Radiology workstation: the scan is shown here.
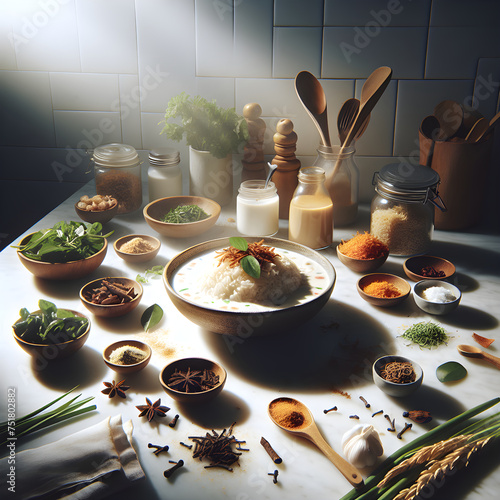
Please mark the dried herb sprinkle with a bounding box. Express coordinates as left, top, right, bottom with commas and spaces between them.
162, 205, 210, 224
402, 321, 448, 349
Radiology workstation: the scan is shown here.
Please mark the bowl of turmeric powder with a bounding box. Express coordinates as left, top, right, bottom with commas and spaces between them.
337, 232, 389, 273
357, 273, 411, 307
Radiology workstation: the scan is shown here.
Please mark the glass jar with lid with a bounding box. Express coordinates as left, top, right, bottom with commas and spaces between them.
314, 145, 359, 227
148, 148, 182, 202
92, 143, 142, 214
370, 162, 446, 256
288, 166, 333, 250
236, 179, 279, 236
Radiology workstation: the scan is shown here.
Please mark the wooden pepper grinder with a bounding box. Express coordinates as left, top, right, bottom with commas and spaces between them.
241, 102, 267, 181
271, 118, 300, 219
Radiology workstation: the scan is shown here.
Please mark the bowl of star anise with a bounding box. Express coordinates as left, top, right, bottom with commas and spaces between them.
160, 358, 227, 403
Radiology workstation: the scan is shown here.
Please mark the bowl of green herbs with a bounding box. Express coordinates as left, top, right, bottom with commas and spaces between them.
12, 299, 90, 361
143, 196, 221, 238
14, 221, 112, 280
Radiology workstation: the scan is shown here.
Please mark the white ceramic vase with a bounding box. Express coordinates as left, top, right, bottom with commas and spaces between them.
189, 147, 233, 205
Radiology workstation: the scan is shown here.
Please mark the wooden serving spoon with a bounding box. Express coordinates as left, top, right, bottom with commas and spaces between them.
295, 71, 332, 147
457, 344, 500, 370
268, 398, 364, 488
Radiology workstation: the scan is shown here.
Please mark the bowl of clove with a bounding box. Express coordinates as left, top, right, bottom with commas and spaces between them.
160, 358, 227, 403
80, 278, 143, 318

## SHORT PROBLEM
Repeat the whole listing above word for word, but leave out the pictures.

## IN RESPONSE
Radiology workstation: the scan is shown here.
Please mark the dried herb sprinkle with a bounding box. Express coordinates as left, top, right, bottom with commas and spaces between them.
162, 205, 210, 224
402, 321, 448, 349
Radiology workstation: the scan is shown here.
Please mark the bowl of turmeric powder with a bounding box. Express coordinates as left, top, right, bottom with commas and spaces between them.
337, 232, 389, 273
357, 273, 411, 307
Radiology workstation: the scan is shown here.
Please mark the glass jar with lid with a bounding box. Express coordinates as left, top, right, bottom with commas and spaces between them.
314, 145, 359, 227
148, 148, 182, 202
92, 143, 142, 214
370, 162, 446, 256
288, 166, 333, 250
236, 179, 279, 236
Radiology workstation: the scan is shown here.
Please mark the wooden pepper grinder with a bounding box. Express coordinates as left, top, right, bottom with commas and spaces between them.
241, 102, 267, 181
271, 118, 300, 219
Radiology workstation: the scan is shown here.
Please mark the bowl of star anise with a bounding box. Express coordinates as left, top, right, bottom with commas and spaces between them.
160, 358, 227, 403
Radiology workstation: the scan is shown here.
Please mark the bowl of green herbs with a bounding box. Express coordinates as left, top, right, bottom with commas and spaces between them.
12, 299, 90, 361
143, 196, 221, 238
14, 221, 112, 280
Radiology workstation: the scan is shown here.
Please mark the white ceramic vase with a bounding box. Express coordinates as left, top, right, bottom with commas and spaces between them.
189, 147, 233, 205
Radiology workstation: the scan is shown here.
Please mark the wooden serving spoon with a bounding box. Express coordinates as left, top, right, bottom with commas and spaces between them.
295, 71, 332, 147
457, 344, 500, 370
268, 398, 364, 488
Radiology workstation: the scan is shown here.
Please mark the bowl of clove with a bounding box. Express coordinates as left, top, right, bottom with commas and spaces between them.
160, 358, 227, 403
80, 278, 143, 318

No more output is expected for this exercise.